(Beginning of INFORMATION GIVEN)

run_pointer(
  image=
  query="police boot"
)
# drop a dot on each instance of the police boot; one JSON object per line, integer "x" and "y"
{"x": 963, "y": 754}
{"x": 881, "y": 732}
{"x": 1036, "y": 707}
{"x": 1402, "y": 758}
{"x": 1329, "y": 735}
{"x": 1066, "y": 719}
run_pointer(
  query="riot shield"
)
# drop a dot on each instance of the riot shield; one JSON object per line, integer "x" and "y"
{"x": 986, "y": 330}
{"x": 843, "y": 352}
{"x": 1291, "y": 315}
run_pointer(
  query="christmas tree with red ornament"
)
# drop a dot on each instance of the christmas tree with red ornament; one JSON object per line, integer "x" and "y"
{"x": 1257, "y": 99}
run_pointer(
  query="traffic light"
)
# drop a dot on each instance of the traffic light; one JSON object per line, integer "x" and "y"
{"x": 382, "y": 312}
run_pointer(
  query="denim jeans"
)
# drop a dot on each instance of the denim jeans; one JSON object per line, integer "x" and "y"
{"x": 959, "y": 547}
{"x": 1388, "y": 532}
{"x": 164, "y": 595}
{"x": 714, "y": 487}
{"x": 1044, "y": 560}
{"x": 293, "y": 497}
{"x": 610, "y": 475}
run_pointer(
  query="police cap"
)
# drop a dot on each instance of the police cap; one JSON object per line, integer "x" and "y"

(End of INFORMATION GIVEN)
(Beginning of INFORMATION GIVEN)

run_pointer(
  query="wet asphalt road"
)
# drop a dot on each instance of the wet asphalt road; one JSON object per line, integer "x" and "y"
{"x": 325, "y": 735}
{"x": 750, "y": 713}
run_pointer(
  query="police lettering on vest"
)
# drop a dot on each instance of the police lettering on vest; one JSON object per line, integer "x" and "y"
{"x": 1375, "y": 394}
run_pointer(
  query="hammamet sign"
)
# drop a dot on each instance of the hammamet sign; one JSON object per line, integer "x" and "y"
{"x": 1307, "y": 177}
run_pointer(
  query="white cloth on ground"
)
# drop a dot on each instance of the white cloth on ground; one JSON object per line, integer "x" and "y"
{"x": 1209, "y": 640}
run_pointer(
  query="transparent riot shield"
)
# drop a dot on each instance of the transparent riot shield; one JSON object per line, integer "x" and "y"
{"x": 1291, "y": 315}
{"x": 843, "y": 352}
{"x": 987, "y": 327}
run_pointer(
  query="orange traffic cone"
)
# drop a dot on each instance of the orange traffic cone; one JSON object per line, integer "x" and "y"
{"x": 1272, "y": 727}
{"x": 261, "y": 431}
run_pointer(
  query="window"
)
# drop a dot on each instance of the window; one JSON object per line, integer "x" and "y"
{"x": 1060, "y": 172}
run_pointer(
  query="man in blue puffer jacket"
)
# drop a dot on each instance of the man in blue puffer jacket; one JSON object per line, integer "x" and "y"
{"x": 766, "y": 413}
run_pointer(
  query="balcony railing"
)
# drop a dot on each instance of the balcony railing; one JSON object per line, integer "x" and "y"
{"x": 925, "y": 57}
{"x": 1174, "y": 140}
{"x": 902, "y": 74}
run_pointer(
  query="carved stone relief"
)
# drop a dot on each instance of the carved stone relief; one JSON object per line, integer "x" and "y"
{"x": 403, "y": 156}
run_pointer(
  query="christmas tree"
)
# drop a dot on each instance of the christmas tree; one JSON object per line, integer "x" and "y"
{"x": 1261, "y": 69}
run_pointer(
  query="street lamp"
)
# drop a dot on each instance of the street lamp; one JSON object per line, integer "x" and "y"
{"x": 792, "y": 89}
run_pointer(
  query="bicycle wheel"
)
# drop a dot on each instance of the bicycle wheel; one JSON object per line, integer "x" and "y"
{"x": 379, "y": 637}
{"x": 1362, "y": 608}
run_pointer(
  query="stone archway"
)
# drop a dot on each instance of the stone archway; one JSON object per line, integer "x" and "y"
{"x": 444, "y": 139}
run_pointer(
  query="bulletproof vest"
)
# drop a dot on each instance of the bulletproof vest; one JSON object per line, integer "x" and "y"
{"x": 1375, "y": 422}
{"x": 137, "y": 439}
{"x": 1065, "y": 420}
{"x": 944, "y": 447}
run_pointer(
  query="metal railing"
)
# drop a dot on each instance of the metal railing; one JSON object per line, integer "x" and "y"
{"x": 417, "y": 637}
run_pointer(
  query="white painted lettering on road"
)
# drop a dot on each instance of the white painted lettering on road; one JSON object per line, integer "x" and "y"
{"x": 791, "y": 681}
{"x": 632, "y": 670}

(End of INFORMATION GIVEN)
(Beginning of INFORMATION GIVEN)

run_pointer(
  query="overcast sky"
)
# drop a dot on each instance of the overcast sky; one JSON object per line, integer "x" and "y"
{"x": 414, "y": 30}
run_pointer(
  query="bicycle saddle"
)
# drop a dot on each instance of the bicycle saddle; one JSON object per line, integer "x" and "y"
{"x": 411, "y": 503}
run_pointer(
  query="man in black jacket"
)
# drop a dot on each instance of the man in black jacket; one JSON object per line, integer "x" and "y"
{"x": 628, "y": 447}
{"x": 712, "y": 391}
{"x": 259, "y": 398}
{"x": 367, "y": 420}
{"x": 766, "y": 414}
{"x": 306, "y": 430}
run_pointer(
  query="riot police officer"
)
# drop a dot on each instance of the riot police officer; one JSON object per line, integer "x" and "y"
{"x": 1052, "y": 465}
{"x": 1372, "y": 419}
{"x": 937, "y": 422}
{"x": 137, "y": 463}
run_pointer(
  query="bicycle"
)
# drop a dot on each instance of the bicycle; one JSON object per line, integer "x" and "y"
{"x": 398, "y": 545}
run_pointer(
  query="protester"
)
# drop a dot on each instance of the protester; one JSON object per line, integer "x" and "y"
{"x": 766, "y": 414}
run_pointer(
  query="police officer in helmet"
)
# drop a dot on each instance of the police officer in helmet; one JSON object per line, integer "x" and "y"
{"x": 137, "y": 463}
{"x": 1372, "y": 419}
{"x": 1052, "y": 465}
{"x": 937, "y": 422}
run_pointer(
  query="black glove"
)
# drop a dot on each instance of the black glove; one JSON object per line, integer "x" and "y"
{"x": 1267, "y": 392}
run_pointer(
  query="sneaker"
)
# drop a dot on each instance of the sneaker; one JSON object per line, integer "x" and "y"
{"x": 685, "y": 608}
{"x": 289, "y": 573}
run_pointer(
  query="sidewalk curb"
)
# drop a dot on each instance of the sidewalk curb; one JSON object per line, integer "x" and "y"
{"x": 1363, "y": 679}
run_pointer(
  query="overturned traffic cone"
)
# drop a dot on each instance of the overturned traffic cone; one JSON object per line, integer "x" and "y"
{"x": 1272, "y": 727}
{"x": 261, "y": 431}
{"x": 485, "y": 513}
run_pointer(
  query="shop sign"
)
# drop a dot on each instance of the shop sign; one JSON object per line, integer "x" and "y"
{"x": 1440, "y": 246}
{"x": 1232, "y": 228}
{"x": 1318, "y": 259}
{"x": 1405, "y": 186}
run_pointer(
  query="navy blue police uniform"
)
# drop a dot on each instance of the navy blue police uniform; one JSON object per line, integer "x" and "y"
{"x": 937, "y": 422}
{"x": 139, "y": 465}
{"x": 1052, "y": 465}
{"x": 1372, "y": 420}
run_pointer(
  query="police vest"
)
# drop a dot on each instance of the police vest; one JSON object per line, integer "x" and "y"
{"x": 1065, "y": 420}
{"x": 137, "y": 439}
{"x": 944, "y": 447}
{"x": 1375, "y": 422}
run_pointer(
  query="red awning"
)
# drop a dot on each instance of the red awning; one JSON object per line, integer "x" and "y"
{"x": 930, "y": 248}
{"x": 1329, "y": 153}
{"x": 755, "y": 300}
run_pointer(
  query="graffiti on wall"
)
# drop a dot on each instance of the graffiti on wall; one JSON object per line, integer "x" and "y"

(End of INFORMATION GIVEN)

EXERCISE BRIEF: Review the entries above and return every line where "graffiti" appears.

TASK RESPONSE:
  query="graffiti on wall"
# drop a dot on each instance of the graffiti on wall; one JSON object per line, integer "x" and "y"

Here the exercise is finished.